Segment Open

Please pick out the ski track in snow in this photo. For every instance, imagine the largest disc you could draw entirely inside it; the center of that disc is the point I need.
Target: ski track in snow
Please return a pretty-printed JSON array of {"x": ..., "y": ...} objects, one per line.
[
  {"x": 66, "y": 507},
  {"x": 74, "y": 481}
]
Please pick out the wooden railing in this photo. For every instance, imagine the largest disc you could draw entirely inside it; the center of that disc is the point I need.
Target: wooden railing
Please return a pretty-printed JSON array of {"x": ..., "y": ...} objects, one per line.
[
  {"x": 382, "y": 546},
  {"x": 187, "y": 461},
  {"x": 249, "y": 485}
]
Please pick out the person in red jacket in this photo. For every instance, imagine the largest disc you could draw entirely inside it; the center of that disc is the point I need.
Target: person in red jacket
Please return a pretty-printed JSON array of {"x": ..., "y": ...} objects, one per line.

Segment Closed

What is required
Write only the number of lines in the records that contain the string "snow".

Solution
2